Provided passage.
Wednesday, April 8, 2015

Dead mouse

   This is another picture that I recently rediscovered on my computer that I took some months ago. I saw this little fella (or lady) during one of my walks in Golden Gate Park, and although seeing a dead animal used to make me sad, I've found that the last couple of years it has affected me in a more complex way. The dead animals that I've seen recently include this mouse and a Muscovy duck, which appeared to have been attacked and mostly eaten by another animal, probably a coyote. Below, rigor mortis appears to have set in on this Stow Lake resident, but its' stiffness is offset for me by the gentle, crescent moon shape formed by it's body. I see no signs of trauma in the photo; it looks as though life gently left it during a tranquil night's sleep.
   The fact that I see these animals in what I regard as their natural environments, and because I see so much life here regularly during my walks, death seems more a part of the process of life (perhaps that fact that I am past fifty years old and can sense my own mortality also has something to do with it). Seeing things in environments that appear continuous with the life located there helps me to envision the world more holistically, and that helps me to feel more like I belong to that world as well.

Given entries.
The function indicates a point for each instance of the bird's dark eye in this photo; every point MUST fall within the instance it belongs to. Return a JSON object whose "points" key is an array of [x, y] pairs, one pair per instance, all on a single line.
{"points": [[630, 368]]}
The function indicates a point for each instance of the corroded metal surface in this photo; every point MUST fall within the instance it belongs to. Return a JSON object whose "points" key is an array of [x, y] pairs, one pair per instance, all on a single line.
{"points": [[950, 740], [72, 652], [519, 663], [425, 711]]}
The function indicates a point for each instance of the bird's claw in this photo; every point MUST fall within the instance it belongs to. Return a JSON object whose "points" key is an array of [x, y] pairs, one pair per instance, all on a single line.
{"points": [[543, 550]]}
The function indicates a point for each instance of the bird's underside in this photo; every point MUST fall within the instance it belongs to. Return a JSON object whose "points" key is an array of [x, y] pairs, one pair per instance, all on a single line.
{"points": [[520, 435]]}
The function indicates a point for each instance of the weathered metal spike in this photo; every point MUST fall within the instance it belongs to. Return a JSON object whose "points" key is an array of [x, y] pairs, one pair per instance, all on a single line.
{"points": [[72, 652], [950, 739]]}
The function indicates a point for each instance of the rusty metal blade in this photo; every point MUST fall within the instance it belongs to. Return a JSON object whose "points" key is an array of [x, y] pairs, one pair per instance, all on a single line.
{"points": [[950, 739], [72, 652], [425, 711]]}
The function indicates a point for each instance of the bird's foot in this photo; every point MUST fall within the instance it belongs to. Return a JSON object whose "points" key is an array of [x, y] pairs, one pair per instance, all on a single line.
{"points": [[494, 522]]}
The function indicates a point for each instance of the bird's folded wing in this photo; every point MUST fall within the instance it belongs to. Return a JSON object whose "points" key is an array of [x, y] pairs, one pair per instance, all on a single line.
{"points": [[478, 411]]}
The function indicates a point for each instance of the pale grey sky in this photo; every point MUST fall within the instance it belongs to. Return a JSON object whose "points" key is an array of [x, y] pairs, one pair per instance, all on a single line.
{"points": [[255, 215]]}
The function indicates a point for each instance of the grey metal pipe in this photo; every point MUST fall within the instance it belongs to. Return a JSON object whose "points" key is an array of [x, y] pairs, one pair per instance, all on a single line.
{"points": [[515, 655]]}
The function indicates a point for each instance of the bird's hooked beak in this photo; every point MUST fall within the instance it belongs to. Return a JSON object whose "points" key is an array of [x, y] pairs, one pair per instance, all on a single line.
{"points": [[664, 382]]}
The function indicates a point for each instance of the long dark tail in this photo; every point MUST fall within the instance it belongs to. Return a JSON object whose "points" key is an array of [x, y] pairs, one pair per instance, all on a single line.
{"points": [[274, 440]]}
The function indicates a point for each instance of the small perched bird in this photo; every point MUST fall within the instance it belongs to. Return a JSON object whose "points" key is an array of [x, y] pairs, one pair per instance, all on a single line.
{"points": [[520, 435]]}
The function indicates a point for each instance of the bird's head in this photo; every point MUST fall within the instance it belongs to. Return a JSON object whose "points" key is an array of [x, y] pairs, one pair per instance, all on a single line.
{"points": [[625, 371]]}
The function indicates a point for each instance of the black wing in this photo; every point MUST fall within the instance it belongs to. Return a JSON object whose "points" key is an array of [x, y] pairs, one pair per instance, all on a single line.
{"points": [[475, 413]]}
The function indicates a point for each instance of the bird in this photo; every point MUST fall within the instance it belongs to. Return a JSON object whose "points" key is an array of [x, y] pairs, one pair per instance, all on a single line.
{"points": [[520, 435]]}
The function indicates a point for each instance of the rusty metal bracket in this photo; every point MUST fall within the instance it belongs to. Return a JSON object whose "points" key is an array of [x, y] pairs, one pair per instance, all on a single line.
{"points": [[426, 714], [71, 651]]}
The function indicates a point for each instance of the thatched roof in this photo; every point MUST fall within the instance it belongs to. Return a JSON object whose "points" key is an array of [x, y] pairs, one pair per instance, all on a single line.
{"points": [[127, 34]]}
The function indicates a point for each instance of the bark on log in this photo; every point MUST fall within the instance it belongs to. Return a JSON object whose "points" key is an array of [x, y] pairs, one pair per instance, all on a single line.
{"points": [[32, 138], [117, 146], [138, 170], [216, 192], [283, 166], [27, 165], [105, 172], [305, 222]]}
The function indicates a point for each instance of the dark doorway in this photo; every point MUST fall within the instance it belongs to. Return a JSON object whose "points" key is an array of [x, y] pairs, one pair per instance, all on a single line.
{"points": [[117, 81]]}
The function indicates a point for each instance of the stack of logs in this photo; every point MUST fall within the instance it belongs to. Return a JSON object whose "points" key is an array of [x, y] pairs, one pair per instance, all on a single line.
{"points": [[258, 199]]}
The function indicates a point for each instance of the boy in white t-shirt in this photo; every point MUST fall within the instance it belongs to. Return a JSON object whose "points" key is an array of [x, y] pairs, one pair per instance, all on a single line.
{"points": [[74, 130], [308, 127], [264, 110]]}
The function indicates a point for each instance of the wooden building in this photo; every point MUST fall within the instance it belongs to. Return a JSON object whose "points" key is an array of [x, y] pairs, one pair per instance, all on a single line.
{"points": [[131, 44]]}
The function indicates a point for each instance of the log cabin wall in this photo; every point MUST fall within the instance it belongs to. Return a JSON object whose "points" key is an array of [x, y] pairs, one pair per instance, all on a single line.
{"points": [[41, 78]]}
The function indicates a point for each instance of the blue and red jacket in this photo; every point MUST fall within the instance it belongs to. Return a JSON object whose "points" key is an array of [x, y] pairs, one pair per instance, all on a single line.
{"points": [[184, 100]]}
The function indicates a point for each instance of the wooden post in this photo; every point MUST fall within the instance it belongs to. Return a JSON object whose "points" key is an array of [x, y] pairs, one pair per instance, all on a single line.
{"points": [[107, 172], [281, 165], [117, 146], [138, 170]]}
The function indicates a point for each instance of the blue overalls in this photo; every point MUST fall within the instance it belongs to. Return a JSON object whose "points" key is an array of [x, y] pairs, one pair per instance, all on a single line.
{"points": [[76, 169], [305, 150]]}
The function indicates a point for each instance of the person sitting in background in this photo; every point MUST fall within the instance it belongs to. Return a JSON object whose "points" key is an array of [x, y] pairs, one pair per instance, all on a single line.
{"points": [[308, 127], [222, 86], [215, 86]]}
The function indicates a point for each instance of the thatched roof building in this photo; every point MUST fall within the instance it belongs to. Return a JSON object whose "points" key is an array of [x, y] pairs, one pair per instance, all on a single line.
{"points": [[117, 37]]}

What needs to be done.
Please copy out the "Dead mouse" post above word for word, from the date line through the end of its second paragraph.

Solution.
Wednesday, April 8, 2015

Dead mouse

   This is another picture that I recently rediscovered on my computer that I took some months ago. I saw this little fella (or lady) during one of my walks in Golden Gate Park, and although seeing a dead animal used to make me sad, I've found that the last couple of years it has affected me in a more complex way. The dead animals that I've seen recently include this mouse and a Muscovy duck, which appeared to have been attacked and mostly eaten by another animal, probably a coyote. Below, rigor mortis appears to have set in on this Stow Lake resident, but its' stiffness is offset for me by the gentle, crescent moon shape formed by it's body. I see no signs of trauma in the photo; it looks as though life gently left it during a tranquil night's sleep.
   The fact that I see these animals in what I regard as their natural environments, and because I see so much life here regularly during my walks, death seems more a part of the process of life (perhaps that fact that I am past fifty years old and can sense my own mortality also has something to do with it). Seeing things in environments that appear continuous with the life located there helps me to envision the world more holistically, and that helps me to feel more like I belong to that world as well.